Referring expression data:
═══

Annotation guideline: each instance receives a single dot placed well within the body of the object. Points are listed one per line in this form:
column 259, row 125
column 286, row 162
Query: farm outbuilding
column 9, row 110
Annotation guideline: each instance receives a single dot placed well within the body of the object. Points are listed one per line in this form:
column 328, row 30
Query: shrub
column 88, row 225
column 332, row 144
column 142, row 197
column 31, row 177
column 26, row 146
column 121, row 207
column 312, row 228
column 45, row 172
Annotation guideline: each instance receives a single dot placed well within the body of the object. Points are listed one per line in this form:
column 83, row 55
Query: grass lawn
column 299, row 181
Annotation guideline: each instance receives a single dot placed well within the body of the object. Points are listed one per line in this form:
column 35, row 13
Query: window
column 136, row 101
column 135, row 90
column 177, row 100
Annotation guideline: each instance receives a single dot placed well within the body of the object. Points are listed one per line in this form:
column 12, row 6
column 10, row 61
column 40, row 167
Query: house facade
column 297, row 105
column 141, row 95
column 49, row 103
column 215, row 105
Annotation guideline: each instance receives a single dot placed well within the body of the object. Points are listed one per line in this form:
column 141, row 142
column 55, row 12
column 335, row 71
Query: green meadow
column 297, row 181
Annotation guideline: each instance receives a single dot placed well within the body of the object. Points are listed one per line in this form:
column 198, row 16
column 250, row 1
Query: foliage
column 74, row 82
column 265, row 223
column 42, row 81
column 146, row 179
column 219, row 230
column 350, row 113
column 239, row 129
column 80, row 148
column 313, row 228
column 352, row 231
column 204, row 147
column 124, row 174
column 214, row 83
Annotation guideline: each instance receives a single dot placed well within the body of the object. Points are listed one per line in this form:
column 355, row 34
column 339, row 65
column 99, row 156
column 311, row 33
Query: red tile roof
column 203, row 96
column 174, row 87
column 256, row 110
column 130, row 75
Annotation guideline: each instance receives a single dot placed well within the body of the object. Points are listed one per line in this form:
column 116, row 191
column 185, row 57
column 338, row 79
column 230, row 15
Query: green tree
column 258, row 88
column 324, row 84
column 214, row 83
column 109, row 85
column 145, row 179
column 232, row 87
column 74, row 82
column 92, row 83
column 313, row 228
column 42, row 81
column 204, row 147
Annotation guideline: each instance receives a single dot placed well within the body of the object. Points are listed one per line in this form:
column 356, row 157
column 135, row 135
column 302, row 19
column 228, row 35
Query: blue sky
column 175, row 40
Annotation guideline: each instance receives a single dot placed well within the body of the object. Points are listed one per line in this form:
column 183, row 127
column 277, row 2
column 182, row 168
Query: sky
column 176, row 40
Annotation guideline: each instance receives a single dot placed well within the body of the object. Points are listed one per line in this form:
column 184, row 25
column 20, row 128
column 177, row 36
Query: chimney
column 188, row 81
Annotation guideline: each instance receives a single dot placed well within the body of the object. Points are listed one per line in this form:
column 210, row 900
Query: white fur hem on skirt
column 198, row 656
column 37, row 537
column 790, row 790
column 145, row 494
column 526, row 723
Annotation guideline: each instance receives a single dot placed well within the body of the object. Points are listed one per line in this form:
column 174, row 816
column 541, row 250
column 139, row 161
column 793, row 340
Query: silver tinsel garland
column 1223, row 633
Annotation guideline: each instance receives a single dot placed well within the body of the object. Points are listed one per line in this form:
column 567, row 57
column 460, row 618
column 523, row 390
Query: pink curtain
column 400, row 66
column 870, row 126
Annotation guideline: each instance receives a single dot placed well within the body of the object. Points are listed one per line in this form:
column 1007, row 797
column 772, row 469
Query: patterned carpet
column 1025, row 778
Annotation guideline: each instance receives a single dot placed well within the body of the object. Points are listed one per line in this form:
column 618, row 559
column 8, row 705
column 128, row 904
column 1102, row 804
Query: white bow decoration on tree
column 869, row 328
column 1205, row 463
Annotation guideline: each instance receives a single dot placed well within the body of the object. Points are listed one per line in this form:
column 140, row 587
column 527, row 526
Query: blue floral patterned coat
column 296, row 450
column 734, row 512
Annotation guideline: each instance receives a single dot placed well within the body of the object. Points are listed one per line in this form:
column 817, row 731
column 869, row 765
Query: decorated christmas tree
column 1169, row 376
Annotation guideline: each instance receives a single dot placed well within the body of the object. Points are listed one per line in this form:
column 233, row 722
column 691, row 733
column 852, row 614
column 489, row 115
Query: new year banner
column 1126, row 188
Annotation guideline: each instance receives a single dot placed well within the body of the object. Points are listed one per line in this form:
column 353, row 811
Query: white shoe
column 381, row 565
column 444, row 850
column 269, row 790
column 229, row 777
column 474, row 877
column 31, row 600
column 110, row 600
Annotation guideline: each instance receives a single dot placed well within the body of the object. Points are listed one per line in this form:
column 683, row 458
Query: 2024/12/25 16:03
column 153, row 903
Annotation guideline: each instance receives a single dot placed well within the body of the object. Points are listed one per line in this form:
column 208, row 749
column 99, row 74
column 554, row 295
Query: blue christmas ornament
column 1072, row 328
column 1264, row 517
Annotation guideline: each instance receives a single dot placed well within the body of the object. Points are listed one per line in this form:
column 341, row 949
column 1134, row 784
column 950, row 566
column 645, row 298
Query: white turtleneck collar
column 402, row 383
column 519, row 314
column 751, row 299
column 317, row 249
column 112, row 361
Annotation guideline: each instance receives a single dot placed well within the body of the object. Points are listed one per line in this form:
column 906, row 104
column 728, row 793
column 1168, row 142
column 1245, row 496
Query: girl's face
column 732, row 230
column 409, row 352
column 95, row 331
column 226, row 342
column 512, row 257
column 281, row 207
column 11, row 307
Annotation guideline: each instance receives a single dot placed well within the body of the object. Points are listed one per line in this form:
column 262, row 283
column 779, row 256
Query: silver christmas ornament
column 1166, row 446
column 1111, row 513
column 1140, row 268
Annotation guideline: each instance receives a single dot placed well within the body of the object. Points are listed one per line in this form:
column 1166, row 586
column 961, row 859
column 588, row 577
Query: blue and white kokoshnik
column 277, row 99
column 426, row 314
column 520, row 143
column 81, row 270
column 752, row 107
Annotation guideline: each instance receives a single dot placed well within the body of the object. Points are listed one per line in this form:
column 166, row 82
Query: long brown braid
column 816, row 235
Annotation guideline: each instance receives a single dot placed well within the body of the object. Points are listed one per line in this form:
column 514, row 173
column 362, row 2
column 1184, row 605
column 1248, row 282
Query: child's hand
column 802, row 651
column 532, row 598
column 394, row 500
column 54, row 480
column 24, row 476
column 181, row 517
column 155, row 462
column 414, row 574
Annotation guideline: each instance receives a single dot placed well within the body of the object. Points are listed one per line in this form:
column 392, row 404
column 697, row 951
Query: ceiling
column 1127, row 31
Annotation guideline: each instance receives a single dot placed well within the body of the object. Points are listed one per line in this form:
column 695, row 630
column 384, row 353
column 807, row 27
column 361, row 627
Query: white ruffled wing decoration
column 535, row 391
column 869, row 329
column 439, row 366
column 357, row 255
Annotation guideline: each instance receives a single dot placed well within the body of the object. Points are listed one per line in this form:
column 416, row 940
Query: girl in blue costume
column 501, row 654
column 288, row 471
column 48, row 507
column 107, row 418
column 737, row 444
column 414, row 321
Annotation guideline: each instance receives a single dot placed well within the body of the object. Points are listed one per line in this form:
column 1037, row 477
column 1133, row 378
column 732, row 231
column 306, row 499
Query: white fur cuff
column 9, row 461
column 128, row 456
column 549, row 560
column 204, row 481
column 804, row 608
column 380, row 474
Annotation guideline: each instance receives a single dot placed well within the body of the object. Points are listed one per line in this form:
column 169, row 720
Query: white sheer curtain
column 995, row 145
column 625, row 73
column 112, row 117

═══

About this exercise: Repeat each record verbatim.

Result of the task:
Annotation guideline: each instance receives a single dot placed well within the body of the object. Points are listed one per line in this form:
column 259, row 125
column 286, row 162
Query: farm outbuilding
column 9, row 110
Annotation guideline: each instance receives a single dot placed well within the body of the object. Points are listed one per line in this form:
column 328, row 30
Query: shrub
column 88, row 225
column 332, row 144
column 142, row 197
column 31, row 177
column 26, row 146
column 121, row 207
column 312, row 228
column 45, row 172
Annotation guideline: each instance receives a single dot placed well within the body of the object. Points are listed one per line in this form:
column 83, row 55
Query: grass lawn
column 299, row 181
Annotation guideline: each instance receives a single dot placed well within the body of the object. Points are listed one per line in this form:
column 35, row 13
Query: window
column 136, row 101
column 135, row 90
column 177, row 100
Annotation guideline: each instance receives a single dot placed well within the body of the object. Points are listed one per line in this form:
column 12, row 6
column 10, row 61
column 40, row 167
Query: house facade
column 297, row 105
column 141, row 95
column 49, row 103
column 215, row 105
Annotation guideline: each instance receives a single dot placed well within the body of the object. Points are listed one per line in this form:
column 141, row 142
column 55, row 12
column 335, row 71
Query: green meadow
column 297, row 181
Annotation guideline: each instance receives a single dot placed well within the body of the object. Points are listed one per line in this form:
column 198, row 16
column 250, row 1
Query: foliage
column 74, row 82
column 265, row 223
column 42, row 81
column 146, row 179
column 219, row 230
column 350, row 113
column 239, row 129
column 80, row 148
column 313, row 228
column 352, row 231
column 204, row 147
column 124, row 174
column 214, row 83
Annotation guideline: each instance receives a single dot placed well within the body of the object. Points are listed one per line in this form:
column 355, row 34
column 339, row 65
column 99, row 156
column 311, row 33
Query: red tile roof
column 203, row 96
column 174, row 87
column 256, row 110
column 130, row 75
Annotation guideline: each instance receives a single dot placed well within the body of the object. Points are listed one per line in this form:
column 116, row 191
column 185, row 57
column 338, row 79
column 230, row 15
Query: green tree
column 258, row 88
column 324, row 84
column 214, row 83
column 109, row 85
column 145, row 179
column 232, row 87
column 74, row 82
column 92, row 83
column 313, row 228
column 42, row 81
column 204, row 147
Annotation guideline: each instance receives a single dot placed well within the body of the object. Points are listed one per line in this form:
column 356, row 157
column 135, row 135
column 302, row 19
column 228, row 35
Query: blue sky
column 175, row 40
Annotation guideline: each instance receives a single dot placed well within the body of the object. Points are listed one per line in this form:
column 183, row 127
column 277, row 2
column 182, row 168
Query: sky
column 176, row 40
Annotation guideline: each instance receives a single dot placed well within the body of the object. Points are listed one per line in this form:
column 184, row 25
column 20, row 128
column 177, row 36
Query: chimney
column 188, row 81
Annotation guideline: each instance receives a single dot placed well within the body of the object. Points are listed one per line in this form:
column 210, row 900
Query: white fur hem on skirt
column 198, row 656
column 37, row 537
column 790, row 790
column 145, row 494
column 526, row 723
Annotation guideline: each instance receives a single dot placed well within the body of the object. Points are listed one per line in this form:
column 174, row 816
column 541, row 250
column 139, row 161
column 793, row 340
Query: silver tinsel garland
column 1223, row 633
Annotation guideline: each instance receives a single dot placed well within the body of the object. Points are listed one per line in this form:
column 567, row 57
column 460, row 618
column 523, row 390
Query: pink curtain
column 400, row 66
column 870, row 126
Annotation guideline: each instance receives a single dot placed well within the body of the object. Points are listed one per line in this form:
column 1007, row 797
column 772, row 469
Query: patterned carpet
column 1025, row 778
Annotation guideline: each instance receives a single dot placed well within the body of the object. Points are listed one per line in this form:
column 618, row 559
column 8, row 705
column 128, row 904
column 1102, row 804
Query: white bow decoration on tree
column 869, row 328
column 1205, row 463
Annotation guideline: each instance receives a single dot placed well within the body of the object. Points are listed one per line in this form:
column 140, row 587
column 527, row 526
Query: blue floral patterned coat
column 296, row 450
column 734, row 512
Annotation guideline: each instance receives a single dot placed well within the body of the object. Points are listed one per line in this form:
column 817, row 731
column 869, row 765
Query: decorated christmas tree
column 1169, row 376
Annotation guideline: each instance receives a single dot placed well within the body of the object. Points are listed one per line in this form:
column 233, row 722
column 691, row 733
column 852, row 614
column 489, row 115
Query: new year banner
column 1126, row 188
Annotation guideline: each instance receives a single dot placed well within the body of the object. Points are listed one per line in this form:
column 353, row 811
Query: white shoe
column 381, row 565
column 444, row 850
column 269, row 790
column 229, row 777
column 474, row 877
column 31, row 600
column 110, row 600
Annotation guideline: each instance receives a single dot placed well within the body of the object. Points are listed one per line in this form:
column 683, row 458
Query: 2024/12/25 16:03
column 153, row 903
Annotation guideline: each instance receives a single dot placed well within the body of the object. Points are listed one per line in this form:
column 208, row 749
column 99, row 74
column 554, row 295
Query: blue christmas ornament
column 1072, row 328
column 1264, row 517
Annotation guideline: each instance receives a single dot placed well within the body of the object. Points are listed one per line in this form:
column 341, row 949
column 1134, row 784
column 950, row 566
column 645, row 298
Query: white turtleneck collar
column 402, row 383
column 519, row 314
column 751, row 299
column 317, row 249
column 112, row 361
Annotation guideline: each instance receives a single dot placed well within the body of the object. Points are listed one per line in this form:
column 906, row 104
column 728, row 793
column 1168, row 142
column 1245, row 496
Query: girl's face
column 732, row 230
column 409, row 352
column 95, row 331
column 226, row 342
column 512, row 257
column 281, row 207
column 11, row 307
Annotation guideline: each instance receives a single dot placed well within the body of the object. Points are listed one per line in this form:
column 262, row 283
column 779, row 256
Query: silver christmas ornament
column 1166, row 446
column 1111, row 513
column 1140, row 268
Annotation guideline: each instance receives a single dot placed well within the body of the object. Points are listed one per line in this form:
column 1166, row 586
column 961, row 859
column 588, row 577
Query: blue and white kokoshnik
column 277, row 99
column 426, row 314
column 520, row 143
column 81, row 270
column 752, row 107
Annotation guideline: each instance receives a single dot placed well within the body of the object. Points are listed one per line in this form:
column 166, row 82
Query: long brown braid
column 816, row 235
Annotation guideline: each instance receives a single dot placed well within the body of the object. Points are listed one per line in this form:
column 514, row 173
column 362, row 2
column 1184, row 605
column 1248, row 282
Query: child's hand
column 802, row 651
column 532, row 598
column 394, row 500
column 54, row 480
column 24, row 476
column 181, row 517
column 155, row 462
column 414, row 574
Annotation guideline: each instance receives a single dot placed well within the body of the object. Points are listed one per line in this form:
column 392, row 404
column 697, row 951
Query: ceiling
column 1127, row 31
Annotation guideline: each instance receives a single dot placed well within the body of the object. Points are listed one per line in this form:
column 695, row 630
column 384, row 353
column 807, row 27
column 361, row 627
Query: white ruffled wing decoration
column 535, row 391
column 869, row 329
column 439, row 366
column 357, row 255
Annotation guideline: each instance receives a single dot placed well within the body of the object. Points are listed one per line in this form:
column 416, row 940
Query: girl in blue costume
column 501, row 654
column 288, row 471
column 48, row 507
column 107, row 418
column 737, row 444
column 414, row 321
Annotation guideline: each instance receives a single dot placed well within the body of the object. Points are listed one per line in this form:
column 1037, row 477
column 1133, row 378
column 732, row 231
column 306, row 499
Query: white fur cuff
column 9, row 461
column 128, row 456
column 549, row 560
column 204, row 481
column 804, row 608
column 380, row 474
Annotation guideline: each instance receives a single dot placed well within the body of the object. Points are listed one per line in this form:
column 169, row 720
Query: white sheer curtain
column 995, row 145
column 625, row 73
column 112, row 117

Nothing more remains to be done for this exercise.